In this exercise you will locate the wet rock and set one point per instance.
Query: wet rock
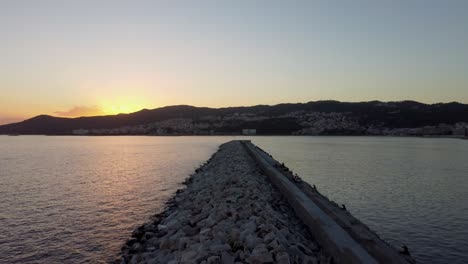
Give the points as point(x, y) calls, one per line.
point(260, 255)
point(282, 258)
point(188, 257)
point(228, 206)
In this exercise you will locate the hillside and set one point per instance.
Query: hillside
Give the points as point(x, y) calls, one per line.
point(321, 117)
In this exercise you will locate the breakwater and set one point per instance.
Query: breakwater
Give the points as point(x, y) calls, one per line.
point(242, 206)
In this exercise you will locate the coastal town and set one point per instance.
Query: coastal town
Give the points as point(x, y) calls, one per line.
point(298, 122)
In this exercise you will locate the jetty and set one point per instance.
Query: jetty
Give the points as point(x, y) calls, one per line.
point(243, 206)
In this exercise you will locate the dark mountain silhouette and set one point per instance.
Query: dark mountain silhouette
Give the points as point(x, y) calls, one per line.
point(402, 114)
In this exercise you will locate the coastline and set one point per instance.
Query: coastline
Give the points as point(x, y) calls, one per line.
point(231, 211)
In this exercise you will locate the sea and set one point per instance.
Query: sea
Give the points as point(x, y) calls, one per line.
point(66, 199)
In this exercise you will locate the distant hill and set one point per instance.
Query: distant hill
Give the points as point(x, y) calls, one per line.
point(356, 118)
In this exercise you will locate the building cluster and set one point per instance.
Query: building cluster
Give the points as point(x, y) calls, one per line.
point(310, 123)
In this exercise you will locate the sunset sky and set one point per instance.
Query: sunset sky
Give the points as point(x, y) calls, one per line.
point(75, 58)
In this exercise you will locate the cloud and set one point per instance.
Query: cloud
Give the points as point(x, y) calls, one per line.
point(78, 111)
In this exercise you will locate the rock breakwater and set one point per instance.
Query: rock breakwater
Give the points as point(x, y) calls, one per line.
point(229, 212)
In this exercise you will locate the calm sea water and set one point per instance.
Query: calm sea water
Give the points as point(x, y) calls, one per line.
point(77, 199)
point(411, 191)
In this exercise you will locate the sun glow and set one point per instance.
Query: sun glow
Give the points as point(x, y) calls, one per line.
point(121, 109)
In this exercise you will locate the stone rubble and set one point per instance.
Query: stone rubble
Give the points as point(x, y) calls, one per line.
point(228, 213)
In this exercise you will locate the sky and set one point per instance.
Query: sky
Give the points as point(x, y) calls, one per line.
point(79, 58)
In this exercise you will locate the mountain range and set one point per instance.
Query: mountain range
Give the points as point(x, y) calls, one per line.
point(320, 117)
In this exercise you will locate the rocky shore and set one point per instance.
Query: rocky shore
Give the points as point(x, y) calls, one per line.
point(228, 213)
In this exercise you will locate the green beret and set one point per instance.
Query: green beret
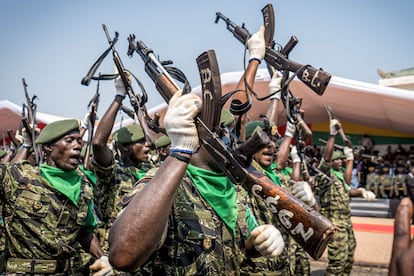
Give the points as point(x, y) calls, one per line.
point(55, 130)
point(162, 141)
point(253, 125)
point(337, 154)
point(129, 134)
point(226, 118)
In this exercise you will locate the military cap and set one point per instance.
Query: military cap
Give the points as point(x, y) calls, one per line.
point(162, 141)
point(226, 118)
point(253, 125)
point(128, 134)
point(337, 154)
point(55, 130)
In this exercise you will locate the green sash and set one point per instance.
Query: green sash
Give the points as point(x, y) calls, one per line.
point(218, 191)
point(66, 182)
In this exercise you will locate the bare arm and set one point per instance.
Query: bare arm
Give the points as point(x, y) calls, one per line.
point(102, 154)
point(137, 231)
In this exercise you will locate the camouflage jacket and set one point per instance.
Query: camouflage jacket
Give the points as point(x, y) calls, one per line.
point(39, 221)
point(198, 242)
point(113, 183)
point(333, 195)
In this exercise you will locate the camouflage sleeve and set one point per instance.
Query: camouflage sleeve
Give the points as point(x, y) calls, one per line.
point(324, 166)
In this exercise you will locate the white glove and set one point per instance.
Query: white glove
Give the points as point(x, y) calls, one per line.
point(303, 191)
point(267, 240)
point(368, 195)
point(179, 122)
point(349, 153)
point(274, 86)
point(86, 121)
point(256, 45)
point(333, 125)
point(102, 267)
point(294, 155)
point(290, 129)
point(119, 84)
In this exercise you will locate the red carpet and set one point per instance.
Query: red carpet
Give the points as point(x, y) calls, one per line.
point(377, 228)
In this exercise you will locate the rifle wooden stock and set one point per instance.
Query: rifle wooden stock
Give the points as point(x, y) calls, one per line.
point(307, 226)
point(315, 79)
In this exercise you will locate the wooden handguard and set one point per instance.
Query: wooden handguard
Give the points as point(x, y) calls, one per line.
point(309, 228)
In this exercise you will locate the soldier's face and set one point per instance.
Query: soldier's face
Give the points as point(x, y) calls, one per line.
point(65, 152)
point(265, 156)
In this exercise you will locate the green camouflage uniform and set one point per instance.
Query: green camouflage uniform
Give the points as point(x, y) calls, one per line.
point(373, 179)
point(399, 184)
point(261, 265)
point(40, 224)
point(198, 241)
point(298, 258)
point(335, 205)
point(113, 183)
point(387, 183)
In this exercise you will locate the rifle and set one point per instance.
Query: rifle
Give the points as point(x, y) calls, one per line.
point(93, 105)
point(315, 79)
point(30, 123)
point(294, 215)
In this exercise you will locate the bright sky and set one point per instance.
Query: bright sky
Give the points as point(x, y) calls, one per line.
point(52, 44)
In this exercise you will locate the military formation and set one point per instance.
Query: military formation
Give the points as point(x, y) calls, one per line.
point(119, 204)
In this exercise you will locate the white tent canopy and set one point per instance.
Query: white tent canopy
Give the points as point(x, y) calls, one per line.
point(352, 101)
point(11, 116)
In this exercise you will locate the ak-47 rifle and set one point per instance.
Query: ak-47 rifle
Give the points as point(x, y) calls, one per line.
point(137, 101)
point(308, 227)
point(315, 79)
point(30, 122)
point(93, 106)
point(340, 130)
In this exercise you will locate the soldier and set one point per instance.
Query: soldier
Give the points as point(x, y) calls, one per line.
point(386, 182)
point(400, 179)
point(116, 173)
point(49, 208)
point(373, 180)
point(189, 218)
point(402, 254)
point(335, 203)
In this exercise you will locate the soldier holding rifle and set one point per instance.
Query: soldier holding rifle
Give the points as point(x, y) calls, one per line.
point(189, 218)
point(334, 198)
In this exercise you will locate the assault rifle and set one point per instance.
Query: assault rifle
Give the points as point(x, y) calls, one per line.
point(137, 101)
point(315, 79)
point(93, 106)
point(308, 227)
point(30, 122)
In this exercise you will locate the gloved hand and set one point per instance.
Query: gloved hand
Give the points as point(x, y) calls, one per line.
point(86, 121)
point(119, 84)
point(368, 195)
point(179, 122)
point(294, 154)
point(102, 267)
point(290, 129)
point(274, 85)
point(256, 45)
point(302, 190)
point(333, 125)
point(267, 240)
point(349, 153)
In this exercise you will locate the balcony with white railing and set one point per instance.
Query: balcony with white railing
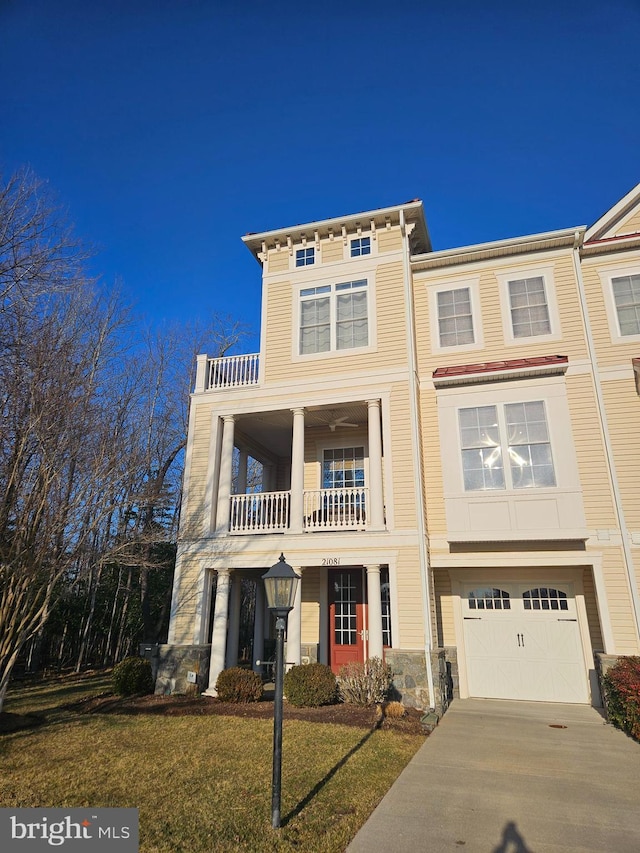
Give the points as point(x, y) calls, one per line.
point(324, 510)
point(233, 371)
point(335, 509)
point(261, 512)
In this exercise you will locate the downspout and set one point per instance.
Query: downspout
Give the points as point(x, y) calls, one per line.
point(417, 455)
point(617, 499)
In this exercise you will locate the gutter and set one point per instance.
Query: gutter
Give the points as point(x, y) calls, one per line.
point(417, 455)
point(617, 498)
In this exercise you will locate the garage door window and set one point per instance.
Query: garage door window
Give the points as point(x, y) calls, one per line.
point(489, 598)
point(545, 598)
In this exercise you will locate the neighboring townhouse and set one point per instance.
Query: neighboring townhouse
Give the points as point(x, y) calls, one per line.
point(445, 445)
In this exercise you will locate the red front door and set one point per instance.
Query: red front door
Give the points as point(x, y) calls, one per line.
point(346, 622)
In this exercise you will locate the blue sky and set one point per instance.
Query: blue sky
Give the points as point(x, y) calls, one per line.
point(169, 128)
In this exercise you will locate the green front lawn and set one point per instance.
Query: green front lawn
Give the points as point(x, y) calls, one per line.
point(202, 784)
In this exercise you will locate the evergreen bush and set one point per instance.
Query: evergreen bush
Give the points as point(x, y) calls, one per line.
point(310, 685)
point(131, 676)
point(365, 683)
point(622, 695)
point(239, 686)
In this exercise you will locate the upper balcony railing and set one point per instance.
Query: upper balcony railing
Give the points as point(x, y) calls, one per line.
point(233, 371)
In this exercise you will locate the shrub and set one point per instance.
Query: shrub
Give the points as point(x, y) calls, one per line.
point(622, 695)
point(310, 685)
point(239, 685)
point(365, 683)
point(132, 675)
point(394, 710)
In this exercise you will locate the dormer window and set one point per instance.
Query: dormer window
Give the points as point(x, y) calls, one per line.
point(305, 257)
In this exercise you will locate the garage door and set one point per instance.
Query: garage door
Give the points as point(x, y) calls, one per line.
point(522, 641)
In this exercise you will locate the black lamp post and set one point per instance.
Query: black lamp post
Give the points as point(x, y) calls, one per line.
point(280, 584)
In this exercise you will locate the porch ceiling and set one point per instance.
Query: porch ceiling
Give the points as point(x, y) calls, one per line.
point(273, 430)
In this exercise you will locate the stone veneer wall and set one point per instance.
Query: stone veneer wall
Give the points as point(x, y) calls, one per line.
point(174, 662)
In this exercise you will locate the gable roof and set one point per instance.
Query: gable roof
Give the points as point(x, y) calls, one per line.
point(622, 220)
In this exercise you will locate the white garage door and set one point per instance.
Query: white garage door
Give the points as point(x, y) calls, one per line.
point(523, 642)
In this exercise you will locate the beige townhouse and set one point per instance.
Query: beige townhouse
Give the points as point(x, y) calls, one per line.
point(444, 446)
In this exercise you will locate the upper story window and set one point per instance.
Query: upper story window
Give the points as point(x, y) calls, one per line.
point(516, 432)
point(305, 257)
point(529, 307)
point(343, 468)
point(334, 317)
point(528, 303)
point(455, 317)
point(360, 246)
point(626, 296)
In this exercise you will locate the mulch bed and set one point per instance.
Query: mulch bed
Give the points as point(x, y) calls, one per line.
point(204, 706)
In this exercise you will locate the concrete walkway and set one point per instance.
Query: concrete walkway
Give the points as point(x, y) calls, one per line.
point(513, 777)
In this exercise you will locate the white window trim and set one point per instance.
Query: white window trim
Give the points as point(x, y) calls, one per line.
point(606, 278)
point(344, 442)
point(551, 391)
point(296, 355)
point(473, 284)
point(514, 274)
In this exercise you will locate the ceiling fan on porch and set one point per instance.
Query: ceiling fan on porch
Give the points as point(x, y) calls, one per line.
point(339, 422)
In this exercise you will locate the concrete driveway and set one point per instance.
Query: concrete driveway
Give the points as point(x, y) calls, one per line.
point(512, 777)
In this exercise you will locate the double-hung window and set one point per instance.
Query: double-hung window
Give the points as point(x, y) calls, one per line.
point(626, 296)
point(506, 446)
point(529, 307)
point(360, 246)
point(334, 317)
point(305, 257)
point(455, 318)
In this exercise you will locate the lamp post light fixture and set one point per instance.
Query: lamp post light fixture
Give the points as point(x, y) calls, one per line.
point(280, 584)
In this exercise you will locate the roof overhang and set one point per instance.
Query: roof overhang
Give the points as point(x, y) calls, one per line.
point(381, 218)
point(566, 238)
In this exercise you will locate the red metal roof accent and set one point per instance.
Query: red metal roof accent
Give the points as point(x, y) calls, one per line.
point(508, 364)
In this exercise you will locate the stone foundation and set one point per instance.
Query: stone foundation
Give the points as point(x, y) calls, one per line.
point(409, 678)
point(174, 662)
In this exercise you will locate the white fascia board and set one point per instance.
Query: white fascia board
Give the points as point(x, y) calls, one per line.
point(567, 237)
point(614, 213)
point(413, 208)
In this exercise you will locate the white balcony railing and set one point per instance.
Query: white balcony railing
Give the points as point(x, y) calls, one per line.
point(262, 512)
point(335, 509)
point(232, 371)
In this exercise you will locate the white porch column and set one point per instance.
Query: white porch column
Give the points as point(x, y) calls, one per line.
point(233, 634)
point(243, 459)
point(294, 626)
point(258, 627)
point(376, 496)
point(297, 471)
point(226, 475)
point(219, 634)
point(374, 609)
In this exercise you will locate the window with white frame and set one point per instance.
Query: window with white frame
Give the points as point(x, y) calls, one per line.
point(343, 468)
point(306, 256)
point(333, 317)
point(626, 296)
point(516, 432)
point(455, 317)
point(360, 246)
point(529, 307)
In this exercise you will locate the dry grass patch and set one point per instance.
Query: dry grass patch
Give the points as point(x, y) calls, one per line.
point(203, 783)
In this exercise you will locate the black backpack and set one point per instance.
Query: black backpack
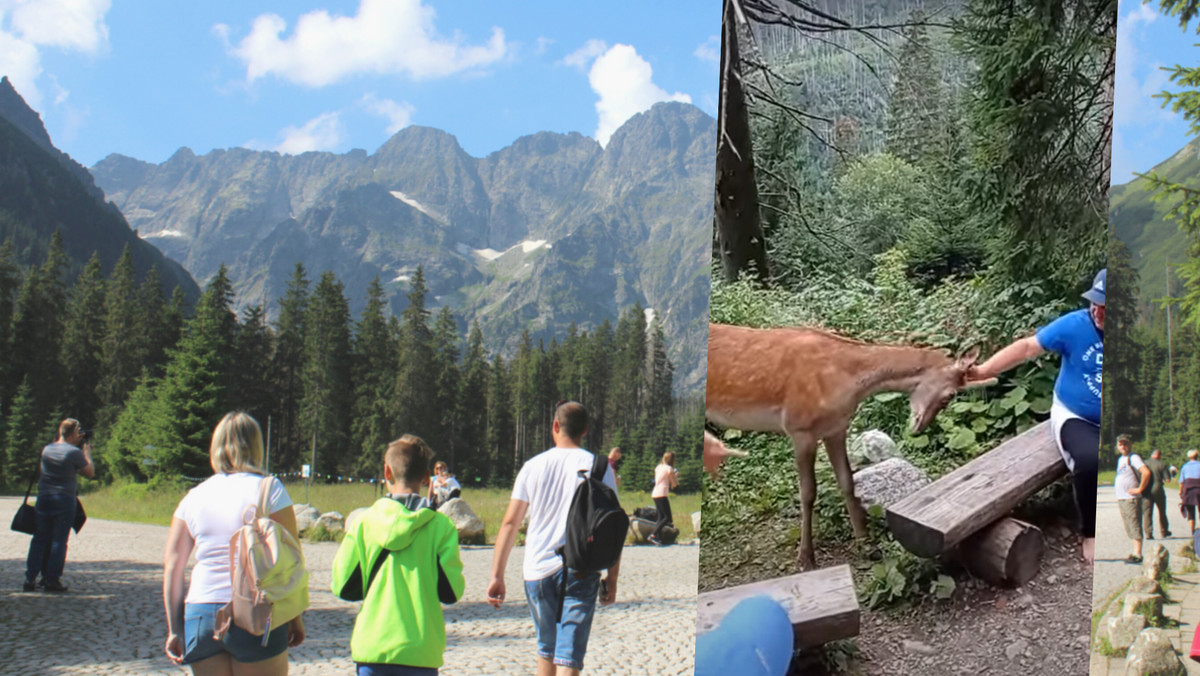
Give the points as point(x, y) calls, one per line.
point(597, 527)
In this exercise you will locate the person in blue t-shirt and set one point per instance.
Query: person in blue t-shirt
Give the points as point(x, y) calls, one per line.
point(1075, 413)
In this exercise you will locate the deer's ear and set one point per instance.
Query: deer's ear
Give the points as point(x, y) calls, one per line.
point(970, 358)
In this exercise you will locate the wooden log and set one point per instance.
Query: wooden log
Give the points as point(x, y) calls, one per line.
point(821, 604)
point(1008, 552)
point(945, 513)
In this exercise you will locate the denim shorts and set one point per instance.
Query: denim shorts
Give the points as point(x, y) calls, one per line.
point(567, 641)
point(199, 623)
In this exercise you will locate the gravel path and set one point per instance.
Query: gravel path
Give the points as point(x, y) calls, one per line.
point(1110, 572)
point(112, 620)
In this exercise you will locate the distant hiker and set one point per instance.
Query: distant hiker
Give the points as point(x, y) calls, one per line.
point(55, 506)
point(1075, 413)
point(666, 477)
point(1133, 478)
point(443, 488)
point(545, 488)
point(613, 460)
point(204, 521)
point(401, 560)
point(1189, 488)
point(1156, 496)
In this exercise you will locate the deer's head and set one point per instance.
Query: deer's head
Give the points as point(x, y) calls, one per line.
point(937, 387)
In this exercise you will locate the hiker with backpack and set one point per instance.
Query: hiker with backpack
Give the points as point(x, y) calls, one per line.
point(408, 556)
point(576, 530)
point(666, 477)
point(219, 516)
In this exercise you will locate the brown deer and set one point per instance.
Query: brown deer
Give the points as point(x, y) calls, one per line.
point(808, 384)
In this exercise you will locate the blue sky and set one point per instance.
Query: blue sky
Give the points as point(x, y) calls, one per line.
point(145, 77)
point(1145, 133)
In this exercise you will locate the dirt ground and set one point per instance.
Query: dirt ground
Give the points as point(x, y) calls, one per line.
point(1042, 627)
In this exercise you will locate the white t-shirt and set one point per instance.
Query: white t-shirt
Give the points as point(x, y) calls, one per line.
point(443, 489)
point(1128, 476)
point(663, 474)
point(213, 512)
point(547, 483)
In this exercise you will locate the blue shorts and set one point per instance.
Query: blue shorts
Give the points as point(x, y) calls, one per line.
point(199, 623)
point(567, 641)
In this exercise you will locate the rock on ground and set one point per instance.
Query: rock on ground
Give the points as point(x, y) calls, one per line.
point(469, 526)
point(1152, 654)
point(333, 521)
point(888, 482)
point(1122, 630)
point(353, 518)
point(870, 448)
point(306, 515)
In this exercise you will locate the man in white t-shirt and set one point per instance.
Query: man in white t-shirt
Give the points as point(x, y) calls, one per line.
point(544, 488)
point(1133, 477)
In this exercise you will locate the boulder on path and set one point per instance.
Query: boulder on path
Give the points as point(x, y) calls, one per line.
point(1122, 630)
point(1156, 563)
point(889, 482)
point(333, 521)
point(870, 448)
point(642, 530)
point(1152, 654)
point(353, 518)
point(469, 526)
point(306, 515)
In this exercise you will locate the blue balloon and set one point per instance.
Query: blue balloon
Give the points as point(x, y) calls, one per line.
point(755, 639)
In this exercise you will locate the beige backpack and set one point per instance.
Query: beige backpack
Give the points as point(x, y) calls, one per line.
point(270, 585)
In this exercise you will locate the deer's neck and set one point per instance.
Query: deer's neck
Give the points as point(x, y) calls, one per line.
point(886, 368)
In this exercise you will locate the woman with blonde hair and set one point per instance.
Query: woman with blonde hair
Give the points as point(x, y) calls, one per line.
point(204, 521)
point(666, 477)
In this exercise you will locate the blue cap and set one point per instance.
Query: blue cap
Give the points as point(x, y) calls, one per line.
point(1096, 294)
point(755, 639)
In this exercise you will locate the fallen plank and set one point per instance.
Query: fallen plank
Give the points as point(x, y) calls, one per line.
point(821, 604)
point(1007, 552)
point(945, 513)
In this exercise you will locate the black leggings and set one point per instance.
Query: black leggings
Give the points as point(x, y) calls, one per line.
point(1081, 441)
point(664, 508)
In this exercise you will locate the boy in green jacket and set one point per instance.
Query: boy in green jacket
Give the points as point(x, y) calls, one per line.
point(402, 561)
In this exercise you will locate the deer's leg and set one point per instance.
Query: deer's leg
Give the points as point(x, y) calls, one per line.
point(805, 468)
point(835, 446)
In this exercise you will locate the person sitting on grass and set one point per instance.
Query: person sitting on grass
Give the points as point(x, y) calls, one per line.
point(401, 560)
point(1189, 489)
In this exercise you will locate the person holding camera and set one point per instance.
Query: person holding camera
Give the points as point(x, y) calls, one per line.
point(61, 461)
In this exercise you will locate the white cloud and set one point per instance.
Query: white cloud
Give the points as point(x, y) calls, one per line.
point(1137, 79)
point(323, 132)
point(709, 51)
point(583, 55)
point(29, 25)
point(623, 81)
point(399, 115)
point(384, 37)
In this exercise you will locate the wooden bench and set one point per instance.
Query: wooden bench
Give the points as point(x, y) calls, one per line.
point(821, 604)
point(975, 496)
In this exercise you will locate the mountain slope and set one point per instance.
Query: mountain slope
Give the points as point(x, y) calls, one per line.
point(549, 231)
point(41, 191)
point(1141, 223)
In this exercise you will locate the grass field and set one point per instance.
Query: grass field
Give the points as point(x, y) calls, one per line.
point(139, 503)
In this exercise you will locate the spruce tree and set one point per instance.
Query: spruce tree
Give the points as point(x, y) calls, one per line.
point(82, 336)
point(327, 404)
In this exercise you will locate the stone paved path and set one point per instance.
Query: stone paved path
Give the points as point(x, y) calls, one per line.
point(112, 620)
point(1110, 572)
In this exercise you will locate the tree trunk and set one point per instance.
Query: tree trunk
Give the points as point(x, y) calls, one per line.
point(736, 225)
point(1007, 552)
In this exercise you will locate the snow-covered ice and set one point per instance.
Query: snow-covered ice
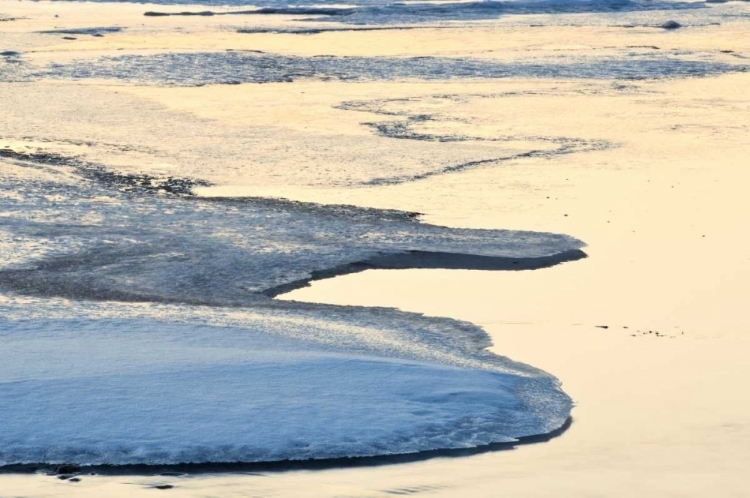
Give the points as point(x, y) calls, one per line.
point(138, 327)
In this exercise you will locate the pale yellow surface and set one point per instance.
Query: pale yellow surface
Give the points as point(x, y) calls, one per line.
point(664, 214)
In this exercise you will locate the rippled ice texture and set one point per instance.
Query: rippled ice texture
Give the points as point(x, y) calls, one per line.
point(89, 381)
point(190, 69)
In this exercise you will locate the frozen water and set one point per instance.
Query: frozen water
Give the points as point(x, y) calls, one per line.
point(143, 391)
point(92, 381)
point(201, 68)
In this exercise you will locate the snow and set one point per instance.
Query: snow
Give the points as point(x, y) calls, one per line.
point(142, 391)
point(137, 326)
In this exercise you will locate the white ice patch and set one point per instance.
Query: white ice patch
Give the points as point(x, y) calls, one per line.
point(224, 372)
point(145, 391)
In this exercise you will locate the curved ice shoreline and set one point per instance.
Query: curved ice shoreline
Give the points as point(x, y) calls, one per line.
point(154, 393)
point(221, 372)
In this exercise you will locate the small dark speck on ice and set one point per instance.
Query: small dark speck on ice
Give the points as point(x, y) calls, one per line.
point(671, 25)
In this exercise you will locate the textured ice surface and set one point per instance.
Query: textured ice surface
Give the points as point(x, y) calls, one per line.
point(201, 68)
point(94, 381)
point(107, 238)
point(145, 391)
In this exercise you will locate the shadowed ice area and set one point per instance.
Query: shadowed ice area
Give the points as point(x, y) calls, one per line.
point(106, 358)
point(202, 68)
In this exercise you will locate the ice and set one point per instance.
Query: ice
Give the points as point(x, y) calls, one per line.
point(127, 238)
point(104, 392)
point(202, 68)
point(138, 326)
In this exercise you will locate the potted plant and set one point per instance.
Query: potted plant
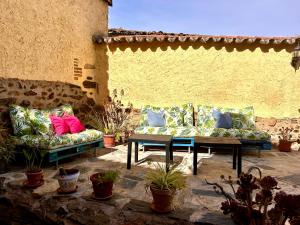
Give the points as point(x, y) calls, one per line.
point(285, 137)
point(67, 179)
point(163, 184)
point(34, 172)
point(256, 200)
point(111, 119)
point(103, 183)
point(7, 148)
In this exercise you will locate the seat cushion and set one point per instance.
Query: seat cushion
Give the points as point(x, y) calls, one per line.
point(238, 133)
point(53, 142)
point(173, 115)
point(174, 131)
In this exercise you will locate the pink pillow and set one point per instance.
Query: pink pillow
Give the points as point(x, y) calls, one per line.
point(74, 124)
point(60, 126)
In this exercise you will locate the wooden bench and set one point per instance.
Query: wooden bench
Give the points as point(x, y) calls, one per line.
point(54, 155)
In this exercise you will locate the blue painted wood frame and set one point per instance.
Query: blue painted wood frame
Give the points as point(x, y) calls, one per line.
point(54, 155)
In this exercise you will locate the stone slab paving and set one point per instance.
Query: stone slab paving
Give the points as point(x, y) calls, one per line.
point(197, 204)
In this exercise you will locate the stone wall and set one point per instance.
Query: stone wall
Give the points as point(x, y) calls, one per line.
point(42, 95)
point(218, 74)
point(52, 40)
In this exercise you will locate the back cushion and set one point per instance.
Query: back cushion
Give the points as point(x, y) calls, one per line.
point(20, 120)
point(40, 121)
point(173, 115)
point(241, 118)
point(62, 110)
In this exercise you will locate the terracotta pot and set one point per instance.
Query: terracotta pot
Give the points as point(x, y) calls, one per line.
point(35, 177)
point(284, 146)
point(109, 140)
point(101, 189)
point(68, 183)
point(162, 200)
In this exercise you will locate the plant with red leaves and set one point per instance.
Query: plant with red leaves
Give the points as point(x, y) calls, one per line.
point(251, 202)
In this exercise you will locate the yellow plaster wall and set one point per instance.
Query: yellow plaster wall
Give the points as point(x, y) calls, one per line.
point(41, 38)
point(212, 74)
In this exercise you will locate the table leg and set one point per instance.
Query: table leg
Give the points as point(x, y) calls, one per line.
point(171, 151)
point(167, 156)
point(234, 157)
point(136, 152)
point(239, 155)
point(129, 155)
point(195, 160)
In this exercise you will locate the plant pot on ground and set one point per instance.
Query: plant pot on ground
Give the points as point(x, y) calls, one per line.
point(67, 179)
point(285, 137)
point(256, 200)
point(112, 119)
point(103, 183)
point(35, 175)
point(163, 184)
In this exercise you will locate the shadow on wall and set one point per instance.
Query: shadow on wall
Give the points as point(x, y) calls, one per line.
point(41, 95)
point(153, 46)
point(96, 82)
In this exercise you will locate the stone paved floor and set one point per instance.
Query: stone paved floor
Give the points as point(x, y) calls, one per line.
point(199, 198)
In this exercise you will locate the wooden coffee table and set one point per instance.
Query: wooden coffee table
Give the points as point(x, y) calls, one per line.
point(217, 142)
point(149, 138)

____

▶ **Given instruction**
Return, unchanged, the lines of the records from the line containing "In this exercise you will locate the brown" through the line containing "point(1042, 627)", including both of those lines.

▶ **Complete response**
In this exercise you will locate the brown deer and set one point per instance.
Query: brown deer
Give the points as point(x, y) calls, one per line.
point(808, 384)
In this exercise you will locate the blue sky and set one point per instance.
Query: blue sky
Give the points as point(x, y) calls, one per line.
point(145, 77)
point(1145, 133)
In this exercise you will locate the dirt ground and set one point per instance.
Query: dirt ground
Give the points as point(x, y) calls, one per line.
point(1042, 627)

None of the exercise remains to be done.